Your task is to output the data exactly as it stands.

** Start of RECORDS FOR PROCESSING **

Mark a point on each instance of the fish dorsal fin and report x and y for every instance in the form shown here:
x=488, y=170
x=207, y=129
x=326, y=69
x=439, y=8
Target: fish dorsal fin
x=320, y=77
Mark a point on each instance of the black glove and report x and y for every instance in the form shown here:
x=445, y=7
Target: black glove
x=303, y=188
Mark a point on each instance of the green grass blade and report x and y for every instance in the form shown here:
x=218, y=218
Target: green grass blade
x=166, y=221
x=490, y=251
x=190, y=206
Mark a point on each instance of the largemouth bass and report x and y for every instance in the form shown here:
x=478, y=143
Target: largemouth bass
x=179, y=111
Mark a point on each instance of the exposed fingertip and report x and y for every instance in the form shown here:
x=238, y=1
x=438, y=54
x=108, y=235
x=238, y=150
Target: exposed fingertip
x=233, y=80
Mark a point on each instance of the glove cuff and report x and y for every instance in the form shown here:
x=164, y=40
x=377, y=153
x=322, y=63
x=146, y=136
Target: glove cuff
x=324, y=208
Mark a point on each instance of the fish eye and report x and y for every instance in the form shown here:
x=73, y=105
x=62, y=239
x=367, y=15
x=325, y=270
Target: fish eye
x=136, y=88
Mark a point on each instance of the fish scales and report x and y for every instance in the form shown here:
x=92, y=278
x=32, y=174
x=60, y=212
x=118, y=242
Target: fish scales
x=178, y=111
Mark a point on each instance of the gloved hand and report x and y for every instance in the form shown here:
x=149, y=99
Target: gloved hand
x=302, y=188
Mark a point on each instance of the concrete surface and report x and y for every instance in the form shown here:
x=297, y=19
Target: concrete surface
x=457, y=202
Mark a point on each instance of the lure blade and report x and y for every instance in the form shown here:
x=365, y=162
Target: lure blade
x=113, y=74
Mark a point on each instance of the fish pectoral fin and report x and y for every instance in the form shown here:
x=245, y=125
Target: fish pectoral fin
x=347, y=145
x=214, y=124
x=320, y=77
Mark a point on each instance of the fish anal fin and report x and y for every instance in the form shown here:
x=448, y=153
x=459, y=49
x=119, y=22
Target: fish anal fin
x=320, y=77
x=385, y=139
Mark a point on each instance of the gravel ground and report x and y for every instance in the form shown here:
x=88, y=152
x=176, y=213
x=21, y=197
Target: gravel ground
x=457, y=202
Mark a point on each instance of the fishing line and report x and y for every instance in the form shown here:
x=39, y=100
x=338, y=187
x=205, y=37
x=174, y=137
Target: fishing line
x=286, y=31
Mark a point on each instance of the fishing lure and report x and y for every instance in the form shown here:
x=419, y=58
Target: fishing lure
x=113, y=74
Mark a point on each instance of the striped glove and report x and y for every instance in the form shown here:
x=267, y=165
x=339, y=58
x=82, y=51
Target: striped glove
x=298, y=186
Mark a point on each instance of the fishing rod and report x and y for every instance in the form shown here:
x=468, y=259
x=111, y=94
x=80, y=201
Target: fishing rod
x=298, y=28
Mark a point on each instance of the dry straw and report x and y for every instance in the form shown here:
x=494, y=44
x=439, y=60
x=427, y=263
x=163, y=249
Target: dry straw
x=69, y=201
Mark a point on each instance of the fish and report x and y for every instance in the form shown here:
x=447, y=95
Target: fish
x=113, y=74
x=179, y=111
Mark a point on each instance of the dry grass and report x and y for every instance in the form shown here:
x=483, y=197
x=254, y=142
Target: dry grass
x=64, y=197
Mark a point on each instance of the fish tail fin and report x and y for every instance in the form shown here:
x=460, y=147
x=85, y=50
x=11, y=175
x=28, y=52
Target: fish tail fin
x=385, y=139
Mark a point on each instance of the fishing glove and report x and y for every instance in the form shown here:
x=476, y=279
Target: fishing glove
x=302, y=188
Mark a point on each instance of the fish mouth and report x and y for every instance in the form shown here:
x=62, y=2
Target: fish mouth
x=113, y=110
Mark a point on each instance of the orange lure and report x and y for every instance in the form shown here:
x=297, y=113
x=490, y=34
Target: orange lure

** End of RECORDS FOR PROCESSING **

RESULT FOR THIS TASK:
Mark a point on each instance of the fish dorsal fin and report x and y for every instance in the form shown here:
x=488, y=170
x=207, y=129
x=326, y=69
x=439, y=8
Target: fish dorsal fin
x=320, y=77
Mark a point on each instance of the black glove and report x and y for every instance in the form shown here:
x=445, y=7
Target: black glove
x=303, y=188
Mark a point on each instance of the green grass blade and report x and y for every instance in the form shown here:
x=218, y=218
Target: green grass blade
x=166, y=221
x=490, y=251
x=190, y=206
Mark a point on each instance of the largemouth bass and report x and y for every instance in the form shown here:
x=478, y=143
Target: largemouth bass
x=179, y=111
Mark a point on each instance of the exposed fingertip and report x and y for every instance in the form shown here:
x=238, y=1
x=438, y=54
x=108, y=235
x=238, y=150
Target: exposed fingertip
x=233, y=80
Mark a point on each instance of the glove cuff and report x and y for every instance in the form shown here:
x=164, y=40
x=377, y=153
x=322, y=63
x=146, y=136
Target: glove cuff
x=324, y=208
Mark a point on each instance of the fish eye and report x and y for every instance in the form shown here:
x=73, y=105
x=62, y=239
x=367, y=15
x=325, y=270
Target: fish eye
x=136, y=88
Mark a point on each instance of the fish scales and report x and y for every instance in the form shown here:
x=92, y=278
x=32, y=174
x=60, y=212
x=118, y=242
Target: fish scales
x=178, y=111
Mark a point on each instance of the gloved hand and report x and y for every instance in the form shown here:
x=149, y=99
Target: gloved hand
x=302, y=188
Mark a point on each instance of the concrete surface and report x and y for every instance in the form shown here:
x=297, y=19
Target: concrete surface
x=457, y=202
Mark a point on each instance of the lure blade and report x and y for every instance in the form shown here:
x=365, y=162
Target: lure blade
x=113, y=74
Mark a point on each instance of the fish pectoral fin and report x and y for every instance in the form shown here:
x=245, y=125
Target: fish pectoral fin
x=347, y=145
x=214, y=124
x=320, y=77
Mark a point on each instance of the fish anal fin and report x and y for every instance in the form shown here:
x=448, y=153
x=459, y=49
x=119, y=22
Target: fish anal fin
x=320, y=77
x=385, y=139
Mark a point on each instance of the gravel ground and report x and y for every instance in the form shown here:
x=88, y=152
x=176, y=213
x=21, y=197
Target: gravel ground
x=457, y=202
Mark a point on each instance of the fishing line and report x and y for every instance in the form shown here:
x=39, y=100
x=338, y=187
x=205, y=37
x=174, y=137
Target: fishing line
x=286, y=31
Mark a point on each instance of the fishing lure and report x and y for every instance in the form shown here:
x=419, y=58
Target: fishing lure
x=113, y=74
Mark a point on each instance of the striped glove and report x and y for every instance in the form shown here:
x=267, y=165
x=339, y=58
x=82, y=51
Target: striped glove
x=298, y=186
Mark a point on each instance of the fishing rod and report x and y for every instance in the form shown here:
x=468, y=259
x=111, y=94
x=80, y=201
Target: fishing rod
x=298, y=28
Mark a point on each instance of the dry straw and report x and y for every instance in the form shown here:
x=494, y=44
x=439, y=60
x=427, y=263
x=163, y=249
Target: dry straw
x=69, y=201
Mark a point on each instance of the fish and report x and y for every instance in the form shown here:
x=447, y=95
Target: fish
x=113, y=74
x=179, y=111
Mark a point on each instance of the dry grass and report x and y for every instance in the form shown here:
x=483, y=197
x=254, y=142
Target: dry grass
x=64, y=197
Mark a point on each instance of the fish tail fin and report x and y for every instance in the form shown here:
x=460, y=147
x=85, y=50
x=11, y=175
x=28, y=52
Target: fish tail fin
x=385, y=139
Mark a point on each instance of the fishing glove and report x and y for every instance in the form shown here:
x=476, y=279
Target: fishing glove
x=302, y=188
Mark a point on each instance of the fish mouth and report x and y for every instance in the form shown here:
x=62, y=2
Target: fish mouth
x=113, y=110
Mark a point on each instance of the orange lure and report x and y for every instance in the form shown here:
x=297, y=113
x=490, y=34
Target: orange lure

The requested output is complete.